• **INPUT FOR THIS TASK**:

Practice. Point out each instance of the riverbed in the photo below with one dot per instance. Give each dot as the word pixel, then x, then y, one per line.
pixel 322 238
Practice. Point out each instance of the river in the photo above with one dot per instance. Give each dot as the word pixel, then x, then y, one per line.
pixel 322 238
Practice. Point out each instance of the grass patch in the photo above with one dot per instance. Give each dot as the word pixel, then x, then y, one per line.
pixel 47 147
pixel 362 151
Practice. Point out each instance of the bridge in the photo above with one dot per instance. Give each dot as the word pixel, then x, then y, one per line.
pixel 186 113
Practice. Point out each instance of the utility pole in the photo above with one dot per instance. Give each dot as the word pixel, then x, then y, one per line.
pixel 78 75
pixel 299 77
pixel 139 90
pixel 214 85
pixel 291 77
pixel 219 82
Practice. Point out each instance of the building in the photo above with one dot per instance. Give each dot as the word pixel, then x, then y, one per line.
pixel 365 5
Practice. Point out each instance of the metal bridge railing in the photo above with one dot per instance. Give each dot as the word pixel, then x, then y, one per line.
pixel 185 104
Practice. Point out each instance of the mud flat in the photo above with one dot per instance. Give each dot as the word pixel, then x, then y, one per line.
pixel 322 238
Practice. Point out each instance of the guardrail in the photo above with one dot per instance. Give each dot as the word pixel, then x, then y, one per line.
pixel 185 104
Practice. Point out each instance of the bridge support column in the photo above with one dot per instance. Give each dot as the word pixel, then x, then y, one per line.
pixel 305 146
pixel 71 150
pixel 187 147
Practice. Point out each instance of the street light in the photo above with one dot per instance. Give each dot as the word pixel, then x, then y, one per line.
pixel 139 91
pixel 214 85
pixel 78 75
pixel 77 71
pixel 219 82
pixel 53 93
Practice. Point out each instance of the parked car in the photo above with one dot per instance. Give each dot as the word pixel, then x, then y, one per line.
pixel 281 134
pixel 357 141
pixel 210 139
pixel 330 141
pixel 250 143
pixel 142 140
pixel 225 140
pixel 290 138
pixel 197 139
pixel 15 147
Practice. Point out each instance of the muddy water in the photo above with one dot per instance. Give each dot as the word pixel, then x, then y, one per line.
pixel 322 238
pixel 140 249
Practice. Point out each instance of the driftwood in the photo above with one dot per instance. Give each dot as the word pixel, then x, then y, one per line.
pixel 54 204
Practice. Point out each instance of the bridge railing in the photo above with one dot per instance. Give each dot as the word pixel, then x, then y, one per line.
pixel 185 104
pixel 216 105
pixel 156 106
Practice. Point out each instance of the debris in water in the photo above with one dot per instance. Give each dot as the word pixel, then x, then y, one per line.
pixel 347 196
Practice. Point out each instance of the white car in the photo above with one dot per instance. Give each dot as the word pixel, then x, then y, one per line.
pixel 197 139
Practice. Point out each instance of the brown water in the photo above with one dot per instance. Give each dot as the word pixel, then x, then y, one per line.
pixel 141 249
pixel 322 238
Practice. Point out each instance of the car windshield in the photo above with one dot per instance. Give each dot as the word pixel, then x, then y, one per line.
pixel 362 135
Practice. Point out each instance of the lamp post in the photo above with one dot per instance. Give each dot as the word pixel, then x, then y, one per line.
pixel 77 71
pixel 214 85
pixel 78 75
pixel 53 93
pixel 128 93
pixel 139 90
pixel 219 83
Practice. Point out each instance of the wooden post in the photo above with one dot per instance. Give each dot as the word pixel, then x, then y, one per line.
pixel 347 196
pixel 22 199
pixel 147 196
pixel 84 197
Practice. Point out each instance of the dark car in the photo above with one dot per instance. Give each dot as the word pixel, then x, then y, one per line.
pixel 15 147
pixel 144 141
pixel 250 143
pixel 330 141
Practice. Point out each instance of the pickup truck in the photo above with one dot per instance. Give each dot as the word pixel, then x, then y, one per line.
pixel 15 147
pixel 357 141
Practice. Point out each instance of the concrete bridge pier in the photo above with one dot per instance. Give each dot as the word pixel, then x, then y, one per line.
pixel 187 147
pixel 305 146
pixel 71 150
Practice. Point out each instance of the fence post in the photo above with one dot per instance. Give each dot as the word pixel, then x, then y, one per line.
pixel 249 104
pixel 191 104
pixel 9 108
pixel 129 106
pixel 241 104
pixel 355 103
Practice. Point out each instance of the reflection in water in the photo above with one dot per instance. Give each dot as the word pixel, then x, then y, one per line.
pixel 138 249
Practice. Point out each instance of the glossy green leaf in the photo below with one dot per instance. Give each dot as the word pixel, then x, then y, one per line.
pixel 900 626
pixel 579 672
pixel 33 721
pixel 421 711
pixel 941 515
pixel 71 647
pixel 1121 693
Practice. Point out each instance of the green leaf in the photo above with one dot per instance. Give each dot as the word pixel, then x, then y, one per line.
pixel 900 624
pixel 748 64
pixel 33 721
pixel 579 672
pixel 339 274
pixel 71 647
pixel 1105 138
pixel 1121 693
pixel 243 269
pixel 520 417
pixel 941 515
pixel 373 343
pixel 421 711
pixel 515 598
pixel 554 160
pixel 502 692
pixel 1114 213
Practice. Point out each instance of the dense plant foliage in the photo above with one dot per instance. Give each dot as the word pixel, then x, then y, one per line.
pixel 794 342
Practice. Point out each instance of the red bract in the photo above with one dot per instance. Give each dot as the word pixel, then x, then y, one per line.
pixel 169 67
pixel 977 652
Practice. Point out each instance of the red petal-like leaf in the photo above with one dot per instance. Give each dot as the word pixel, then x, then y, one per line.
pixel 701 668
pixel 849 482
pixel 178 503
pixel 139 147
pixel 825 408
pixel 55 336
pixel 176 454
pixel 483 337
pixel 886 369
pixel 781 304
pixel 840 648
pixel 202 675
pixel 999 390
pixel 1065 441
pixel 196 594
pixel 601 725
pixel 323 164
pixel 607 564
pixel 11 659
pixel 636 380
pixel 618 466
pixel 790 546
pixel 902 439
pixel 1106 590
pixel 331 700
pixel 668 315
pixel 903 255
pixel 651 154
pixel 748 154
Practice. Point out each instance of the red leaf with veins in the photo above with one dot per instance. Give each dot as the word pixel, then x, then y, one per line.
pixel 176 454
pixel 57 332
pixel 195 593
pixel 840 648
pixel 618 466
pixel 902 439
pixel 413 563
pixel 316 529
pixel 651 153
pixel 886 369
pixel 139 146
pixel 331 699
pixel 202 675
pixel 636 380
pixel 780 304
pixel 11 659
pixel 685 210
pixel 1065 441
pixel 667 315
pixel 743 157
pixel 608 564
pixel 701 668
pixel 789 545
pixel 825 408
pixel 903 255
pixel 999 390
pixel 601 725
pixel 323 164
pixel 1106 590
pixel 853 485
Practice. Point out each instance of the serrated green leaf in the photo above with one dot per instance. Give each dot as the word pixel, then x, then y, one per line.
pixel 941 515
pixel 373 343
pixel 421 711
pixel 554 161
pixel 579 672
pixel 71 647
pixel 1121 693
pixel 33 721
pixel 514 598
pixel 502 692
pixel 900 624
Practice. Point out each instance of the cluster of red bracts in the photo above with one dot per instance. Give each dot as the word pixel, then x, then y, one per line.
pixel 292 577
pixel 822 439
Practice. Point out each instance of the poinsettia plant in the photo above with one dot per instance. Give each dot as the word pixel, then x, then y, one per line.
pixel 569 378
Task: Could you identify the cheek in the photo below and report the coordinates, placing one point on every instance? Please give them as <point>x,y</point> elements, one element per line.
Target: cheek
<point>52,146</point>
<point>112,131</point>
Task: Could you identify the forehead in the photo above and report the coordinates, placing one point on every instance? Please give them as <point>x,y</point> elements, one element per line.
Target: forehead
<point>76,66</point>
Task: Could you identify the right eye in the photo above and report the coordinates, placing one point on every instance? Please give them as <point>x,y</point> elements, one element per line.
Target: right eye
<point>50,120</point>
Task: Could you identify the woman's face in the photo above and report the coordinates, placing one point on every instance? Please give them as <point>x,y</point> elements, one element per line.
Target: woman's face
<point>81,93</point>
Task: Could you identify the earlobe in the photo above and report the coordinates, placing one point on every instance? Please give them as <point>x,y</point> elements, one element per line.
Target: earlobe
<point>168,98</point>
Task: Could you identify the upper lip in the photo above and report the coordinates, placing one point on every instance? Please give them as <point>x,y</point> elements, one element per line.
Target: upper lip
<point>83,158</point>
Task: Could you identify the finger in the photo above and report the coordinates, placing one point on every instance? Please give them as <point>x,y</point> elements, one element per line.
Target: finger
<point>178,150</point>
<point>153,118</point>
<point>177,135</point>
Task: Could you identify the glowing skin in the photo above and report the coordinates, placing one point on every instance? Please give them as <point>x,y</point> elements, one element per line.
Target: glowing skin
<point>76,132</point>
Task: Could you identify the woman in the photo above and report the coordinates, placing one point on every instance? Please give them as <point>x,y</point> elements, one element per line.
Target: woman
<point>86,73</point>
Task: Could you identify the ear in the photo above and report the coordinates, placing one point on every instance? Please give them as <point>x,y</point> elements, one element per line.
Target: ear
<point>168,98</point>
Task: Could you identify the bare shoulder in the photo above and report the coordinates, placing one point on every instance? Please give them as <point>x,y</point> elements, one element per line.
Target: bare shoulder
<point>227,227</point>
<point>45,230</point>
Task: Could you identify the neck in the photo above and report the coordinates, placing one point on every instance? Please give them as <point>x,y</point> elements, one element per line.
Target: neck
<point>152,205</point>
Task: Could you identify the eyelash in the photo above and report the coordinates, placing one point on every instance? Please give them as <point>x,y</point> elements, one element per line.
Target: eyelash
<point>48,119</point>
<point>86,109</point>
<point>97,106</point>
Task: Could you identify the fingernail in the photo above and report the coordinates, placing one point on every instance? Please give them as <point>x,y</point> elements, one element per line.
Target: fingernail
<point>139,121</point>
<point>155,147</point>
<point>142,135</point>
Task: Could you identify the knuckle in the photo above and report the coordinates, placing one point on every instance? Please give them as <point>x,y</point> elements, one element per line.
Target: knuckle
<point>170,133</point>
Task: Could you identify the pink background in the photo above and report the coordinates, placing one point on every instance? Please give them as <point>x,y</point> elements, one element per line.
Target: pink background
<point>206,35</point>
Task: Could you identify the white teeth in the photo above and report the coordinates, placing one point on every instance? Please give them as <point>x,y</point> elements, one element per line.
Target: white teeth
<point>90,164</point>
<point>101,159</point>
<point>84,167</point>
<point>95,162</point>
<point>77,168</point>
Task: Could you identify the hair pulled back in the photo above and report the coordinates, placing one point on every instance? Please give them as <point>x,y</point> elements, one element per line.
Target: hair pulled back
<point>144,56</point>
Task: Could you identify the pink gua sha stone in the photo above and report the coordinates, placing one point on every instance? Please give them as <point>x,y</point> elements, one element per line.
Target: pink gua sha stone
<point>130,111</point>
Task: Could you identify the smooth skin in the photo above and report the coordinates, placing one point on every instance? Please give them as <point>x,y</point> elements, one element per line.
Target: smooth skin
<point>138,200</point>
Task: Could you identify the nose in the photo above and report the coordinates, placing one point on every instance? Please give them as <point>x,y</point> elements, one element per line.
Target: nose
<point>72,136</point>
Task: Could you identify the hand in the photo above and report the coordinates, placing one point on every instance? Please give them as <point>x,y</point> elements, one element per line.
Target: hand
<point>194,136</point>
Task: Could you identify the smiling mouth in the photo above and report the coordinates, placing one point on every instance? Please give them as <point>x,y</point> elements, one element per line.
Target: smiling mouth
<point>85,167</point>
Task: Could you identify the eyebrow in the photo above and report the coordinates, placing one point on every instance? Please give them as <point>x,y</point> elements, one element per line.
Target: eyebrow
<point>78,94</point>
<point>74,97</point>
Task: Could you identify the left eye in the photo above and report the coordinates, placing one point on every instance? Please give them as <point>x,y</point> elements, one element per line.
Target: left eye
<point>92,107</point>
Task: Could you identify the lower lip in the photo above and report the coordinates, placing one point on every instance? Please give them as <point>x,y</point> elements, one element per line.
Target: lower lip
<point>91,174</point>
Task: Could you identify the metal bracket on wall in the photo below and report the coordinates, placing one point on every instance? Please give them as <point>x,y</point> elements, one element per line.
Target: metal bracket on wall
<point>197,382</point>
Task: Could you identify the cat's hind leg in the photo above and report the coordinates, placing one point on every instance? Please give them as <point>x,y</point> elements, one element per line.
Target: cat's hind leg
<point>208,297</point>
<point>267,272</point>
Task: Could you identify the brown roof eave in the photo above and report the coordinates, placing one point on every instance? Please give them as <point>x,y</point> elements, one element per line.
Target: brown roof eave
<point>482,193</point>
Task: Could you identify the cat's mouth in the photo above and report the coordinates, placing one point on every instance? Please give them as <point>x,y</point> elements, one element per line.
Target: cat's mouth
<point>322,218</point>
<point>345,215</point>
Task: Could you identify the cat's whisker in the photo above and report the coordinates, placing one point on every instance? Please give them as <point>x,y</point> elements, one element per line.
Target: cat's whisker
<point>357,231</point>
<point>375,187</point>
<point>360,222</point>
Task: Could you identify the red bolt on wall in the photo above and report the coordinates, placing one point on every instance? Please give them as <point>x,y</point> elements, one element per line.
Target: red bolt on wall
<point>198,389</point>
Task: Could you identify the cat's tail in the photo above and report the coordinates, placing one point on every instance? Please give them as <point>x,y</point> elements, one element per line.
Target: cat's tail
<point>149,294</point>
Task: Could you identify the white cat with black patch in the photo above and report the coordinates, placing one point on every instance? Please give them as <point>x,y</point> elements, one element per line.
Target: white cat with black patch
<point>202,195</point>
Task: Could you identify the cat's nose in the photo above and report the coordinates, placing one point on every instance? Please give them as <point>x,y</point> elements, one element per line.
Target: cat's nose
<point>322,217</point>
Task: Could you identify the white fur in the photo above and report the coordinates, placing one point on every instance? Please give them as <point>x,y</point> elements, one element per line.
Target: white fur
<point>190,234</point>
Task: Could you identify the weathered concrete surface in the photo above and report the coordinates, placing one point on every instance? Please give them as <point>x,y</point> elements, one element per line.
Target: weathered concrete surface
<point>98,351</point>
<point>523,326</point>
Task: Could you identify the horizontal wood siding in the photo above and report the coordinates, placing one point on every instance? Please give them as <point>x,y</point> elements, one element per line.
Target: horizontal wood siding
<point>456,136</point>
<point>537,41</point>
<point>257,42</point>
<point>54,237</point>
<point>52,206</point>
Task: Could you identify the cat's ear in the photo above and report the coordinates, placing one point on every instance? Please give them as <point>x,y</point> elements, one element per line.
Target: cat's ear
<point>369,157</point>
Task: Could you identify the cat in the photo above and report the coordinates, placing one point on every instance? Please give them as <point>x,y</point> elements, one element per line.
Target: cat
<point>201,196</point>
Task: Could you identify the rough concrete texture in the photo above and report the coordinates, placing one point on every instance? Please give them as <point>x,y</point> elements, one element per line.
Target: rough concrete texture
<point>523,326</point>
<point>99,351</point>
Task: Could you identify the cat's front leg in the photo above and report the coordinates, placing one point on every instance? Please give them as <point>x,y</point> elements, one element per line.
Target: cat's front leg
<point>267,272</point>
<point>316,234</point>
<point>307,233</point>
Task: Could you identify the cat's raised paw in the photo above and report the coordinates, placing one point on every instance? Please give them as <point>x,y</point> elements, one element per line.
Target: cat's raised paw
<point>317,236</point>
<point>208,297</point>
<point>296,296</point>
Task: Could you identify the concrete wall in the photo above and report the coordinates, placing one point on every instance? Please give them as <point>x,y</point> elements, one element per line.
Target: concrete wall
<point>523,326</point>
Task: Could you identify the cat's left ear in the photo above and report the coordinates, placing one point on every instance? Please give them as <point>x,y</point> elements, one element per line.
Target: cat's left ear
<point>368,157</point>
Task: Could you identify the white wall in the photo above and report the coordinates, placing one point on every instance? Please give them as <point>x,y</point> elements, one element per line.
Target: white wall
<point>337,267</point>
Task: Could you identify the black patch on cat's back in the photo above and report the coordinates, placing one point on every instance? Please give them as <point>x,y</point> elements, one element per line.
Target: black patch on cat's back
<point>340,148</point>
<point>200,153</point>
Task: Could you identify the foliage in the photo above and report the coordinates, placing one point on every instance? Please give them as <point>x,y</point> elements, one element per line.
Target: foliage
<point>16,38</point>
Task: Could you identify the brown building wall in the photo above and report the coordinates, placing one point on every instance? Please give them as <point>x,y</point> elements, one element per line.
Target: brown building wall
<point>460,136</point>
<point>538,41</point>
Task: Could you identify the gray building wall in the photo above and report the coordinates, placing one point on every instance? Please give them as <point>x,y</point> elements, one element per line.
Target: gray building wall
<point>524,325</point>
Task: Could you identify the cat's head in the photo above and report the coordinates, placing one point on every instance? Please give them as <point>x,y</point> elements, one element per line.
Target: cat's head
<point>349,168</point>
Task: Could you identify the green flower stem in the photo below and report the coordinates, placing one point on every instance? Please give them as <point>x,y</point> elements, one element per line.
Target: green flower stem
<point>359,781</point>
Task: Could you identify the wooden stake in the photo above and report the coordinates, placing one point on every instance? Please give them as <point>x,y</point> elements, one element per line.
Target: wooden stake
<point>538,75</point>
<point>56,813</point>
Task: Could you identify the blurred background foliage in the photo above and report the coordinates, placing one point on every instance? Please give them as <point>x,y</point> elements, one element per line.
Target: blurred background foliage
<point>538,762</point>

• **REQUEST**: Rewrite only the part of the records that opens with the line containing "Practice. Point out each instance of the bridge in" and closes with the line containing "pixel 140 249", replacing "one dot per instance" with "a single dot for each instance" and keeping everything else unchanged.

• **SOLUTION**:
Practice. Point out each instance of the bridge in the photo above with a single dot for each instance. Give each dot as the word pixel, then x, then y, one per line.
pixel 186 113
Practice. Point out each instance of the utility pole in the photo above with a single dot for each instance. Give each dot as the word pixel, then x, then y, one per line.
pixel 78 75
pixel 299 77
pixel 139 90
pixel 214 85
pixel 291 77
pixel 219 82
Practice. Point out each instance of the building in the photo above with a single dot for each instance. Give each dot as the word pixel, then x, then y, one per line.
pixel 365 5
Practice. Point out each instance of the metal bridge railing in the photo above with a single dot for each instance. Give each dot as the word pixel, then x, then y, one per line.
pixel 185 104
Practice. Point out each instance of the mud flat in the photo above with a single dot for each instance. Give each dot as the word pixel, then x, then y, one per line.
pixel 322 238
Practice. Point out each instance of the guardrail in the photo above with a single dot for each instance. Give each dot as the word pixel, then x, then y, one per line.
pixel 185 104
Practice. Point out each instance of the bridge support column in the photo above with a single dot for each instance. Give each dot as the word pixel, then x, then y, one per line.
pixel 305 146
pixel 71 150
pixel 187 147
Practice. Point out each instance of the street light in the photo above with a single dot for each instance. Give each dot as the word pixel, then x, then y, one per line.
pixel 139 91
pixel 214 85
pixel 78 75
pixel 77 71
pixel 219 82
pixel 53 93
Practice. Point out each instance of the parked car in the photo above with a single dot for each instance. Give each dot as the word pixel, then x, then y, one per line.
pixel 281 134
pixel 357 141
pixel 210 139
pixel 330 141
pixel 250 143
pixel 142 140
pixel 225 140
pixel 290 138
pixel 197 139
pixel 15 147
Practice. Point out each instance of the muddy water in the photo above with a single dot for each instance. Give each dot as the word pixel, then x, then y, one per line.
pixel 322 238
pixel 140 249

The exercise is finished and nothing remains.